### Seçilen Metin
******

Hamas ve Fetih’in FKÖ’yü ele geçirme rekabeti kızıştı

Hamas ve Fetih’in rekabeti Kahire’nin Haziran başında yapmayı planladığı Filistin ulusal diyaloğunun daha başlamadan ertelenmesine neden oldu.

Filistin Devlet Başkanı Mahmud Abbas, Ramallah’taki Fetih Hareketi toplantısında (WAFA)
Filistin Devlet Başkanı Mahmud Abbas, Ramallah’taki Fetih Hareketi toplantısında (WAFA)
TT

Hamas ve Fetih’in FKÖ’yü ele geçirme rekabeti kızıştı

Filistin Devlet Başkanı Mahmud Abbas, Ramallah’taki Fetih Hareketi toplantısında (WAFA)
Filistin Devlet Başkanı Mahmud Abbas, Ramallah’taki Fetih Hareketi toplantısında (WAFA)

Halil Musa
Filistin halkını en iyi kimin temsil edebileceği ve Filistin Kurtuluş Örgütü’nün (FKÖ) en büyük ve en popüler fraksiyonunun kim olacağı hususunda Fetih ile Hamas arasındaki tartışmalar yıllar sonra tekrar alevlendi.

******

### Kayıtlı Veriler
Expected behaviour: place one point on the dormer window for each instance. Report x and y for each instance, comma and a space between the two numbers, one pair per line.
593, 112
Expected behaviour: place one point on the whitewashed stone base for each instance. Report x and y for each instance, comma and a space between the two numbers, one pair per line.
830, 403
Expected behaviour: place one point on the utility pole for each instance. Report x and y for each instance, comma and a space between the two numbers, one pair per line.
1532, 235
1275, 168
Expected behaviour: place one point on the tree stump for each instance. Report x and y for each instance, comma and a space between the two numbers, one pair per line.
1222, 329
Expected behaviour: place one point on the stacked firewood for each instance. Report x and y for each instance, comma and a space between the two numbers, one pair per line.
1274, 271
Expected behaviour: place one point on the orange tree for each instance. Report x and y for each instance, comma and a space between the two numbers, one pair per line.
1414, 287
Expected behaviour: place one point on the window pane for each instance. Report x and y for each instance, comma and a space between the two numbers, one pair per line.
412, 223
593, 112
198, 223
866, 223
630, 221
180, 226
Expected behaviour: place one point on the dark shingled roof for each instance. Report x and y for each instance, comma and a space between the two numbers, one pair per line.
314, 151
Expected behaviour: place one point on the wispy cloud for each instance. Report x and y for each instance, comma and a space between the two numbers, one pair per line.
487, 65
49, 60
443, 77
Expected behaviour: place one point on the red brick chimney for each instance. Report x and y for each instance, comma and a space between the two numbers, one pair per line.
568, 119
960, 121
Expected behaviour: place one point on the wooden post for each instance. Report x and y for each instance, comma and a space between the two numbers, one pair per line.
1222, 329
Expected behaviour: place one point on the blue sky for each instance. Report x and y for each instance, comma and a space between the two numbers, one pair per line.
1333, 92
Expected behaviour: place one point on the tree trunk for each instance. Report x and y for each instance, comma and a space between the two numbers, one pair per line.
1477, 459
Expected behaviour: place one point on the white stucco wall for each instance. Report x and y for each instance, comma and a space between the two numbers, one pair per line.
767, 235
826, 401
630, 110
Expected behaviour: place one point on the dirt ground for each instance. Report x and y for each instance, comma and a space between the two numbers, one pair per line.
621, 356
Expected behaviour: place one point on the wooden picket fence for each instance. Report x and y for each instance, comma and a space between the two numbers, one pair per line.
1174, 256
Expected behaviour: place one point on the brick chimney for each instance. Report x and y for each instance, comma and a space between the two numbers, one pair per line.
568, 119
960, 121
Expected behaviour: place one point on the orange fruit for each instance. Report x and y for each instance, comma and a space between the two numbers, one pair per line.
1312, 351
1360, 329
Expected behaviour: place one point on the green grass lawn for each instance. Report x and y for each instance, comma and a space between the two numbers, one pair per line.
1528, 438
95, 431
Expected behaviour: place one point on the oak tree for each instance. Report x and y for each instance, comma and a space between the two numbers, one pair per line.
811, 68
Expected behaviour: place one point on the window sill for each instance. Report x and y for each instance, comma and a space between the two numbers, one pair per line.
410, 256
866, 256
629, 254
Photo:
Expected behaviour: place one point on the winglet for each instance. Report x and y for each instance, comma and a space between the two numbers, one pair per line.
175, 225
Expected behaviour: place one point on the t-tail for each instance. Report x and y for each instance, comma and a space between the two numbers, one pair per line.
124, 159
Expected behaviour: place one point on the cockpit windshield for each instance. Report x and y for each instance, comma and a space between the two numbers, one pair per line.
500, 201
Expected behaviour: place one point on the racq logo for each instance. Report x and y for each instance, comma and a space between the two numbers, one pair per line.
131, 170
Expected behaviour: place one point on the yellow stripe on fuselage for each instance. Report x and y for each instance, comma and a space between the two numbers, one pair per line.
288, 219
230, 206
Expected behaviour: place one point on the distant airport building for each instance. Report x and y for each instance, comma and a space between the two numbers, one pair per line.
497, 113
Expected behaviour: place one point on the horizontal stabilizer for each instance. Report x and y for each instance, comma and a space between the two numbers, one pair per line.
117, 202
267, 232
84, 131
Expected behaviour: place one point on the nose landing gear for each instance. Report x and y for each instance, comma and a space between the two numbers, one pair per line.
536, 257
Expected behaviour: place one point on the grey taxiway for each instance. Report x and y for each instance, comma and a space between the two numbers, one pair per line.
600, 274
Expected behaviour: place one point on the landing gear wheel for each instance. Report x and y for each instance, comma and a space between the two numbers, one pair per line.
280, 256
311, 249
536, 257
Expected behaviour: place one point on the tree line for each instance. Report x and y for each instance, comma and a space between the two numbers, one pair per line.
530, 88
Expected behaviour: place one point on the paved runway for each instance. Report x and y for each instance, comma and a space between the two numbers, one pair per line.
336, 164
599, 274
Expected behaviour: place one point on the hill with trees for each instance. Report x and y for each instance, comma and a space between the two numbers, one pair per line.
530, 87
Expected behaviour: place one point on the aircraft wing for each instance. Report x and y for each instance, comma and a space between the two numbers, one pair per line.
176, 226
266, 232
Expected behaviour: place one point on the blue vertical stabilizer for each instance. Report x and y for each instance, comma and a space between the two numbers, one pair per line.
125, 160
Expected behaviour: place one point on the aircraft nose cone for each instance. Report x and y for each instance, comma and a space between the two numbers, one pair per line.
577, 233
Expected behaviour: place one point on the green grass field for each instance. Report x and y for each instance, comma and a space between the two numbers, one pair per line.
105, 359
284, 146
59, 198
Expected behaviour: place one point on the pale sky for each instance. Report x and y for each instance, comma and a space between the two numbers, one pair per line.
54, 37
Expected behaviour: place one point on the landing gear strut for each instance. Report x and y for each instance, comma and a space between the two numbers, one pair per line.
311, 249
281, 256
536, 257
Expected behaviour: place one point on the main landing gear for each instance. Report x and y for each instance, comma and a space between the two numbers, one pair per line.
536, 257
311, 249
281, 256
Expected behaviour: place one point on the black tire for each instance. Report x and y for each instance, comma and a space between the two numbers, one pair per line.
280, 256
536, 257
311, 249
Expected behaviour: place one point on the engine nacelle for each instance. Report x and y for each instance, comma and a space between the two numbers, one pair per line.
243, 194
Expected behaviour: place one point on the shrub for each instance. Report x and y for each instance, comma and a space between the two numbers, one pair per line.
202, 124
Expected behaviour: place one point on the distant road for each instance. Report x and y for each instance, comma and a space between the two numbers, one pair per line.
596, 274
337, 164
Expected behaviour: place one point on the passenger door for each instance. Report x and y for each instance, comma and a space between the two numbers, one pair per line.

******

### Görev A
Aşağıdaki ifadeler seçilen metinle uyuşuyor mu? Her biri için evet ya da hayır deyip kararı belirleyen sözcükleri metinden aynen alıntılayın.
(i) Kahire, Filistin ulusal diyaloğunu Haziran başında yapmayı planlamıştı.
(ii) Filistin ulusal diyaloğu başladıktan sonra yarıda kesildi.
(iii) Fetih ile Hamas arasındaki tartışmalar yıllar sonra yeniden alevlendi.
### Görev B
Seçilen metnin "Hamas ve Fetih’in rekabeti" ile başlayıp "sonra tekrar alevlendi." ile biten bölümünü, "Haziran" yerine "Temmuz" koyarak yeniden yazın.

### Tam Yanıt A
(i) Evet: "Kahire’nin Haziran başında yapmayı planladığı Filistin ulusal diyaloğunun"
(ii) Hayır: "daha başlamadan ertelenmesine neden oldu"
(iii) Evet: "Fetih ile Hamas arasındaki tartışmalar yıllar sonra tekrar alevlendi"

### Tam Yanıt B
Hamas ve Fetih’in rekabeti Kahire’nin Temmuz başında yapmayı planladığı Filistin ulusal diyaloğunun daha başlamadan ertelenmesine neden oldu.

Filistin Devlet Başkanı Mahmud Abbas, Ramallah’taki Fetih Hareketi toplantısında (WAFA)
Filistin Devlet Başkanı Mahmud Abbas, Ramallah’taki Fetih Hareketi toplantısında (WAFA)
TT

Hamas ve Fetih’in FKÖ’yü ele geçirme rekabeti kızıştı

Filistin Devlet Başkanı Mahmud Abbas, Ramallah’taki Fetih Hareketi toplantısında (WAFA)
Filistin Devlet Başkanı Mahmud Abbas, Ramallah’taki Fetih Hareketi toplantısında (WAFA)

Halil Musa
Filistin halkını en iyi kimin temsil edebileceği ve Filistin Kurtuluş Örgütü’nün (FKÖ) en büyük ve en popüler fraksiyonunun kim olacağı hususunda Fetih ile Hamas arasındaki tartışmalar yıllar sonra tekrar alevlendi.